*YOUR TASK*
Reproduce exactly the final portion of the data: every line from the one containing "Target: bus tail light" through the last line, inclusive.

*DATA EXTRACT*
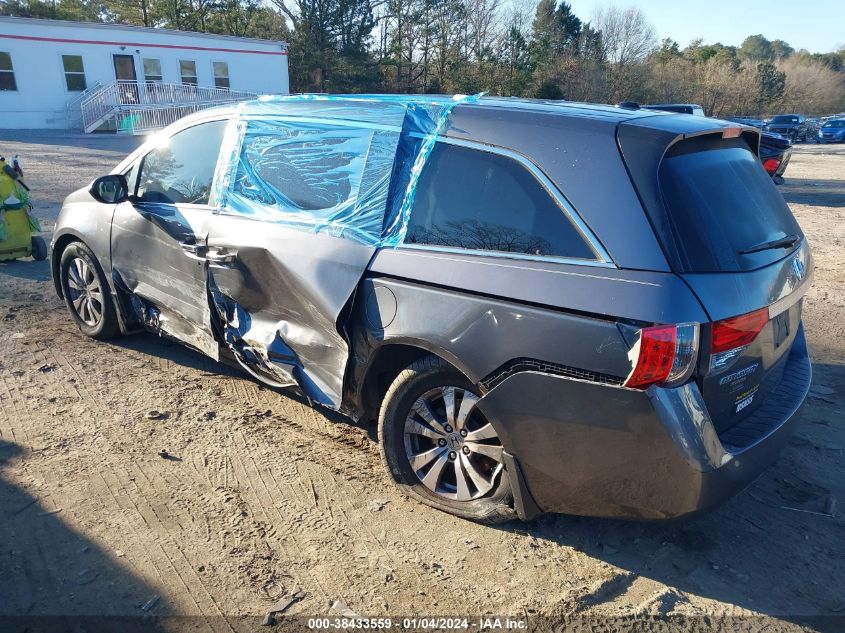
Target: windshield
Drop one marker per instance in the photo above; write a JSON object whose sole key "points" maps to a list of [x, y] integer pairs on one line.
{"points": [[721, 205]]}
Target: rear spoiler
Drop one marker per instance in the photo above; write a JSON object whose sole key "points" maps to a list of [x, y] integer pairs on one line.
{"points": [[643, 142]]}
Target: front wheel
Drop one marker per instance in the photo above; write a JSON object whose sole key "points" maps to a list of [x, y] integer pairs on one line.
{"points": [[86, 292], [438, 446]]}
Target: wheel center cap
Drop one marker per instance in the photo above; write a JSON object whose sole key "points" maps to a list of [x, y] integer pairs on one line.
{"points": [[455, 441]]}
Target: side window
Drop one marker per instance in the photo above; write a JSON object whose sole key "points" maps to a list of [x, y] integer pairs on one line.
{"points": [[7, 73], [302, 167], [478, 200], [182, 170]]}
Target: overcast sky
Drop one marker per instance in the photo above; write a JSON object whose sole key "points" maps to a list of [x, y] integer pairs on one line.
{"points": [[817, 25]]}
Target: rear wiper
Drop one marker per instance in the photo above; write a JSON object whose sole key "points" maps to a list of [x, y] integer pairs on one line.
{"points": [[784, 242]]}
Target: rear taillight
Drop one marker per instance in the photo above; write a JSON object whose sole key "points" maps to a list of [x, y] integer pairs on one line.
{"points": [[663, 355], [729, 337], [771, 165]]}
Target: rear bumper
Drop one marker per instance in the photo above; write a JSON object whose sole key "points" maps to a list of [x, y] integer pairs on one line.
{"points": [[599, 450]]}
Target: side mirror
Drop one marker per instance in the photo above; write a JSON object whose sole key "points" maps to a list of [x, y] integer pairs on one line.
{"points": [[110, 189]]}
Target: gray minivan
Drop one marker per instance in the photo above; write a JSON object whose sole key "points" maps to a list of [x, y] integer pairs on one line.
{"points": [[546, 306]]}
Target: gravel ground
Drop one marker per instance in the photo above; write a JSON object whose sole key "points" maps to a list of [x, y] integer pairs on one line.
{"points": [[260, 495]]}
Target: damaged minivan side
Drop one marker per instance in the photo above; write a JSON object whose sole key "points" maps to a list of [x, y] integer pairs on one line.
{"points": [[546, 307]]}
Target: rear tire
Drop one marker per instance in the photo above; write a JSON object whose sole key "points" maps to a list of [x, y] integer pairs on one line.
{"points": [[467, 480], [86, 292]]}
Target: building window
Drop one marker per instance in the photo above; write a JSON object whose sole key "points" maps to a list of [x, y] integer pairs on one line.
{"points": [[152, 70], [74, 73], [7, 73], [221, 74], [188, 72]]}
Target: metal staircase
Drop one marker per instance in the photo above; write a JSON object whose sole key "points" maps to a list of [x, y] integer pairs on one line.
{"points": [[130, 107]]}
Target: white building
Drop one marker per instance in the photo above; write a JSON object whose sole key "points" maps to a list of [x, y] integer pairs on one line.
{"points": [[57, 74]]}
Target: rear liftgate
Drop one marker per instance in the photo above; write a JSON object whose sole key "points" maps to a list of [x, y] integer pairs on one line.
{"points": [[307, 189]]}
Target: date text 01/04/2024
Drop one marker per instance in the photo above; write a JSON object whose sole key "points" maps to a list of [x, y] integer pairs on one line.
{"points": [[417, 623]]}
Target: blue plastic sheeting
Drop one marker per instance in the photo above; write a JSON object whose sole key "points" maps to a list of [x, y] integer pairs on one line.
{"points": [[346, 165]]}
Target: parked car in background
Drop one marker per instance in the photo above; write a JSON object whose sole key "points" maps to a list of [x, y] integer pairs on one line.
{"points": [[833, 131], [792, 126], [620, 336]]}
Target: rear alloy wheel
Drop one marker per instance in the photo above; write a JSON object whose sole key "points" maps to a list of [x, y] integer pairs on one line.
{"points": [[439, 447], [86, 292]]}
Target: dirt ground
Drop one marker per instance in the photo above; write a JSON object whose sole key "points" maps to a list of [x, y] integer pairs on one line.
{"points": [[260, 495]]}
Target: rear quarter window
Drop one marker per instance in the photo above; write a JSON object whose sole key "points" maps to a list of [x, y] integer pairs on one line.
{"points": [[720, 202], [477, 200]]}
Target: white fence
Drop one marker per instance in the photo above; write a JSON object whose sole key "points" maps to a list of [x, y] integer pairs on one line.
{"points": [[137, 107]]}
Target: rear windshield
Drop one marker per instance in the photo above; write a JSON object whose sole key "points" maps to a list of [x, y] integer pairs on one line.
{"points": [[720, 203]]}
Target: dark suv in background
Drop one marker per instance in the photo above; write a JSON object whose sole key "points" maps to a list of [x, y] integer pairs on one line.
{"points": [[546, 306], [792, 126]]}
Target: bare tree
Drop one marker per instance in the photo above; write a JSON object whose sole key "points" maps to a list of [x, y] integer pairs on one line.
{"points": [[626, 34], [812, 86]]}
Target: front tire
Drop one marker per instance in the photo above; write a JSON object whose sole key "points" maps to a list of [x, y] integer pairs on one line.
{"points": [[86, 292], [438, 447]]}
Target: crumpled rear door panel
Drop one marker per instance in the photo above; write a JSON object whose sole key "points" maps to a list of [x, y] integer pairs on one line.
{"points": [[279, 297]]}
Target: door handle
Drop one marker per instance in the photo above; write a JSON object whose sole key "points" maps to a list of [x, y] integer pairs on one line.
{"points": [[222, 256]]}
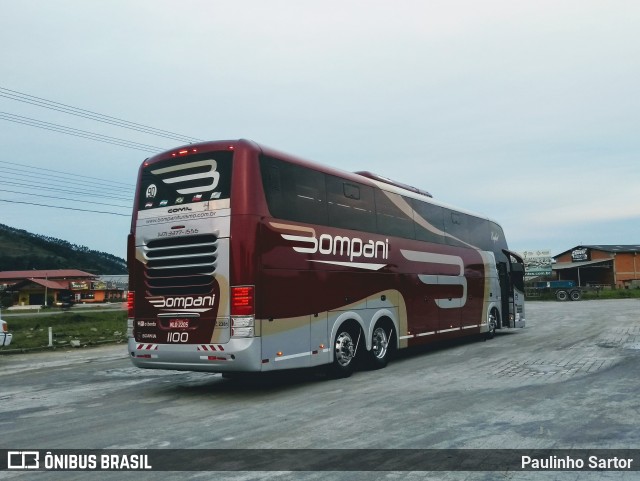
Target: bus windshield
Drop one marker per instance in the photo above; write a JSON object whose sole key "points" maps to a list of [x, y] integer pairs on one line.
{"points": [[177, 181]]}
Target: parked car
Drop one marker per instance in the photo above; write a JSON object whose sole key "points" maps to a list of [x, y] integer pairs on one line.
{"points": [[5, 335]]}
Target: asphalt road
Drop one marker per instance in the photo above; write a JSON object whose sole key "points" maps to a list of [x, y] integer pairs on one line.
{"points": [[568, 380]]}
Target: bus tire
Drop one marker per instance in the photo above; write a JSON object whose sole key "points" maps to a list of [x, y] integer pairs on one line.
{"points": [[382, 345], [493, 317], [344, 351]]}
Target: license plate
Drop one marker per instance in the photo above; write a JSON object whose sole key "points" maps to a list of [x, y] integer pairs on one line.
{"points": [[179, 324]]}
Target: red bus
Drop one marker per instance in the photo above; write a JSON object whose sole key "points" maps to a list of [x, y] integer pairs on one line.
{"points": [[245, 259]]}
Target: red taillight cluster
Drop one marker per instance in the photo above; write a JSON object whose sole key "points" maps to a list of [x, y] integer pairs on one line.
{"points": [[242, 301], [131, 302]]}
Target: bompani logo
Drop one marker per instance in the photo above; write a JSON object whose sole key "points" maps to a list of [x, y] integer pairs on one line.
{"points": [[352, 248]]}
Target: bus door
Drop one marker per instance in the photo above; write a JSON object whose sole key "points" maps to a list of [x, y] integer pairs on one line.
{"points": [[515, 284]]}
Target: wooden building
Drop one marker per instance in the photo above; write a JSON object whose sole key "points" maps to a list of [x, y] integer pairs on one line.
{"points": [[600, 266]]}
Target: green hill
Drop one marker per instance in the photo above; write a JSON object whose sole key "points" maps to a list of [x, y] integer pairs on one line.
{"points": [[21, 250]]}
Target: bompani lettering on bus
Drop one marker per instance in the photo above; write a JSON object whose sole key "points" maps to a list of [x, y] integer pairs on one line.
{"points": [[351, 247], [187, 304]]}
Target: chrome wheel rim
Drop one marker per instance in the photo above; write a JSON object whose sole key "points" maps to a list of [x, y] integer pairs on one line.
{"points": [[380, 343], [345, 350]]}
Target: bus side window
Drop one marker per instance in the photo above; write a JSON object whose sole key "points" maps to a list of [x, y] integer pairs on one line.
{"points": [[351, 205], [293, 192], [428, 222], [391, 218]]}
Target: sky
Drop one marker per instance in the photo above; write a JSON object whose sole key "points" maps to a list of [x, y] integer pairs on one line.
{"points": [[526, 112]]}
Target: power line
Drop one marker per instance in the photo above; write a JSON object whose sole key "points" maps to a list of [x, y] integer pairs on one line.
{"points": [[65, 208], [66, 179], [79, 133], [33, 167], [55, 189], [88, 114], [66, 198]]}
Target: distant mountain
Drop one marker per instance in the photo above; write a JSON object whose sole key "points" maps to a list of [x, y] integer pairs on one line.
{"points": [[21, 250]]}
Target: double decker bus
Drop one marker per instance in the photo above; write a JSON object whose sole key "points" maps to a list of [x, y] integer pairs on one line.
{"points": [[245, 259]]}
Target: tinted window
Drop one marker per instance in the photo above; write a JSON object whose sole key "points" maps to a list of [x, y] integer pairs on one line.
{"points": [[350, 205], [478, 233], [391, 218], [455, 225], [183, 180], [428, 222], [294, 192]]}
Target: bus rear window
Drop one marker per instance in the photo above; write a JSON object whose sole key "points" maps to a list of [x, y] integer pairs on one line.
{"points": [[183, 180]]}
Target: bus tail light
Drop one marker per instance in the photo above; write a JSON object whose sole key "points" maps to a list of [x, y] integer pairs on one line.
{"points": [[131, 301], [242, 301], [242, 311]]}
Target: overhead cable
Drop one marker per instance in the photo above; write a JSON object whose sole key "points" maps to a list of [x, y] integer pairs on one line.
{"points": [[88, 114]]}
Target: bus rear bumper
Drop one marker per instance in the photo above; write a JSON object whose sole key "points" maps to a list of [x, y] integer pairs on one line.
{"points": [[237, 355]]}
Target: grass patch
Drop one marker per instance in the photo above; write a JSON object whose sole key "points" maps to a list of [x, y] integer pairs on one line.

*RESULT OF THIS TASK*
Target: bus tail light
Drop one marker per instance in the photo above; write a JSON object whose sole key "points" maps to a list of [x, y] integer pairs on one line.
{"points": [[131, 301], [242, 301], [242, 311]]}
Target: overhead cable
Drop one marker per instance in the photo above; write a JSON object whose sole key "points" maps to a list of [x, y] integer pairs on one line.
{"points": [[88, 114]]}
Target: bus rear bumper
Drop one marker per instance in the photo above; write a JSON object whose sole key "points" maps to a list of [x, y] integer pairs on one line.
{"points": [[237, 355]]}
Target: grass patch
Drop one marker per instance in the photo above; write a JSON object whose sole key "points" maps to a list of [x, y] integer pairs on one line.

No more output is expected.